» Instructions to follow: Convert the records below into a JSON list of strings with one string per line, skipping blank lines and leaving out the picture.

» The records:
>> BEGIN
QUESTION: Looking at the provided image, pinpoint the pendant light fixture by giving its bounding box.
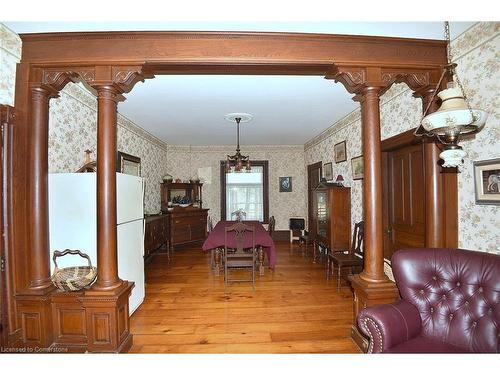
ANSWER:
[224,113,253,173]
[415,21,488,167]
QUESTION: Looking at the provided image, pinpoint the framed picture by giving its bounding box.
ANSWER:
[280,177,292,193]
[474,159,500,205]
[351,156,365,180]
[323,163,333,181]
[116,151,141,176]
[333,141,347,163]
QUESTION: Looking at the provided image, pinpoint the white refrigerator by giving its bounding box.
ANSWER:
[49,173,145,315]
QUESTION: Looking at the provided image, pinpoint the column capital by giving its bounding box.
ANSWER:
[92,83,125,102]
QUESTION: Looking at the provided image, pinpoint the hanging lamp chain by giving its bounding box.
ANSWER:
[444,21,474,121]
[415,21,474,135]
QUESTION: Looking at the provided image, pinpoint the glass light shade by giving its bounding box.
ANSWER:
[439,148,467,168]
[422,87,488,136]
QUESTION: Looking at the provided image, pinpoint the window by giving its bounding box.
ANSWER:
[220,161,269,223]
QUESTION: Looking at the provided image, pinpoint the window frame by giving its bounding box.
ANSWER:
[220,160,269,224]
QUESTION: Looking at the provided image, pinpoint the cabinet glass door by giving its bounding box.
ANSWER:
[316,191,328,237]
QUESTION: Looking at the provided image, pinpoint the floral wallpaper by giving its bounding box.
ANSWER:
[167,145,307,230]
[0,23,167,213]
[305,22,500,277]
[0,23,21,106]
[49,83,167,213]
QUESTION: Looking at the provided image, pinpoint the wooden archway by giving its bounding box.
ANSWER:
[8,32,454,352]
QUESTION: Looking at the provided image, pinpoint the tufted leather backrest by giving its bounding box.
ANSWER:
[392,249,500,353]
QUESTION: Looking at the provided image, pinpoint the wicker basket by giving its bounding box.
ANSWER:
>> END
» Full output:
[
  "QUESTION: Looking at the provided image, pinpoint the pendant light fixture by giving its bounding box.",
  "ANSWER:",
  "[224,113,253,173]",
  "[415,21,488,167]",
  "QUESTION: Looking at the provided image, pinpoint the framed picture by giving its bounding box.",
  "ANSWER:",
  "[280,177,292,193]",
  "[474,159,500,205]",
  "[351,156,365,180]",
  "[323,163,333,181]",
  "[116,151,141,176]",
  "[333,141,347,163]",
  "QUESTION: Looking at the provided image, pinpoint the white refrigerator by giving its bounding box.",
  "ANSWER:",
  "[49,173,145,315]",
  "QUESTION: Looking at the provided image, pinpoint the column capital by giving its bounding box.",
  "ANSWER:",
  "[92,83,125,102]",
  "QUESTION: Looking at the provided image, pinpoint the hanging lamp chain by giving its bounding box.",
  "ANSWER:",
  "[444,21,474,121]",
  "[415,21,474,135]",
  "QUESTION: Looking at the provided image, pinpoint the glass light shade by giving its bounding box.",
  "ANSWER:",
  "[439,148,467,168]",
  "[422,87,488,136]",
  "QUESTION: Looking at the provided image, pinpoint the window by giving its bounding box.",
  "ANSWER:",
  "[220,161,269,223]",
  "QUESTION: Looking at the provided image, pinpoint the window frame by giving its bounding box.",
  "ANSWER:",
  "[220,160,269,224]",
  "QUESTION: Looking at the provided image, pinpoint the cabinet glass door by giving its bounding box.",
  "ANSWER:",
  "[316,191,328,237]",
  "QUESTION: Looking at the provided image, pinpoint the floral wallpaper by giving its bounding box.",
  "ANSWER:",
  "[167,145,307,230]",
  "[0,23,167,213]",
  "[305,22,500,277]",
  "[0,23,21,106]",
  "[49,83,167,213]",
  "QUESTION: Looking at the provided image, pinpoint the wooden archway by giving its bounding box.",
  "ANSWER:",
  "[8,32,454,352]",
  "QUESTION: Looking at the provided image, pinpoint the tufted leather backrest by giving its bounding box.",
  "ANSWER:",
  "[392,249,500,353]",
  "QUESTION: Looking at the provided image, pinpoint the wicker basket by giving its bounding box.",
  "ANSWER:"
]